Tasks and exercises →
• 1. According to the Patti Scialfa review, what is the title of her new album?
• 2. In the Patti Scialfa review, list each thing the band is described as doing while clearly having a great time.
• 3. Reproduce the Patti Scialfa review word for word between "You know how, when you first" and "could come later.", inclusive.

Text to read →
········

Patti Scialfa’s Passionate Gamble

You know how, when you first put on new music, you don’t really pay attention to the words, or even the shape of the songs? You just listen to what it sounds like: get the general feel. When I first put on Patti Scialfa’s new one, Play It As It Lays, what registered was this catchy, in-the-groove rock&roll and the voice of a woman with something to say. As the songs churned by, the band was clearly having a great time slipping from rhythm to rhythm, finding the hooks, remembering old tricks and inventing new ones. And the voice — throaty, determined–kept insisting there was a story to tell, and it mattered. What the story was, I had no idea. And I wasn’t particularly anxious to find out. I liked the heft of the music, the purposefulness. Meaning could come later.

You know how, when you play new music a second time, parts of it jump out? Like landmarks, they locate where you are, even if it isn’t totally clear how you got there or where you’re going. On the opening cut, Scialfa’s singing about looking for Elvis, looking for inspiration; I got that much from the chorus. The tune slips forward like a kind of modernized country blues, dense with echoing voices. The slide guitar, the harmonica, put you on a backcountry dirt road, but the slinky beat makes it sound like the interstate isn’t far off. “Work a little harder,” she’s calling by the song’s bridge, “if you want my trust.” Who’s she talking to? And why does it sound like she’s found her man, but that’s just a beginning?

········

Information given →
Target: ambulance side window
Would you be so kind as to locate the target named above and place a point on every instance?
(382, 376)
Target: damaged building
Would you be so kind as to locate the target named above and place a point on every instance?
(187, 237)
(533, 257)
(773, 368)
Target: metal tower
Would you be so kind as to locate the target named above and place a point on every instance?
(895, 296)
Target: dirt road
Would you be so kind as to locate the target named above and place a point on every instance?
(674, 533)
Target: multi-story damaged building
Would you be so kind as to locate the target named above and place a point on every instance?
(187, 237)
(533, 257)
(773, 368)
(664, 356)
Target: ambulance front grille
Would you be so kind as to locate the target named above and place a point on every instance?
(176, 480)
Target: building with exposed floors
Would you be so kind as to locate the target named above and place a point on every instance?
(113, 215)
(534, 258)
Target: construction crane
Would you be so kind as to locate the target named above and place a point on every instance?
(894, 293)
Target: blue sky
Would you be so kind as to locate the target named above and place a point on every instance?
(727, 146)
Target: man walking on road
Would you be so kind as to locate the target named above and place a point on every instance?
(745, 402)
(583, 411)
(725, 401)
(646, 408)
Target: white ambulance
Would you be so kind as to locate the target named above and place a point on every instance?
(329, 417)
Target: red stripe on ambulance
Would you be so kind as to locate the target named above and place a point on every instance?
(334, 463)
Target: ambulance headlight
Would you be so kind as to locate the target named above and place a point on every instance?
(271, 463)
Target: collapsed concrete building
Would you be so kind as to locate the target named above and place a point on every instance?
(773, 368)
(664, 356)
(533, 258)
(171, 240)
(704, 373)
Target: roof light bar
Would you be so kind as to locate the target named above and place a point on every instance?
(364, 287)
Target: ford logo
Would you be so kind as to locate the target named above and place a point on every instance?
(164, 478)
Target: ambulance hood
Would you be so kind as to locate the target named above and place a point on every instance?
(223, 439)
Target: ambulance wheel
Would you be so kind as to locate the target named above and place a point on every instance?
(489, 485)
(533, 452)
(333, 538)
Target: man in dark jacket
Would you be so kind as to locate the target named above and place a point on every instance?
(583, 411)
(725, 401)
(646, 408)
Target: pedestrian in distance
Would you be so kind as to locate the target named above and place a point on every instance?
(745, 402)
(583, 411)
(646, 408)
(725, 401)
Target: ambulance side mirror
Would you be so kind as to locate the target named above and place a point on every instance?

········

Responses in order →
• 1. Play It As It Lays

• 2.
- Slipping from rhythm to rhythm
- Finding the hooks
- Remembering old tricks
- Inventing new ones

• 3.
You know how, when you first put on new music, you don’t really pay attention to the words, or even the shape of the songs? You just listen to what it sounds like: get the general feel. When I first put on Patti Scialfa’s new one, Play It As It Lays, what registered was this catchy, in-the-groove rock&roll and the voice of a woman with something to say. As the songs churned by, the band was clearly having a great time slipping from rhythm to rhythm, finding the hooks, remembering old tricks and inventing new ones. And the voice — throaty, determined–kept insisting there was a story to tell, and it mattered. What the story was, I had no idea. And I wasn’t particularly anxious to find out. I liked the heft of the music, the purposefulness. Meaning could come later.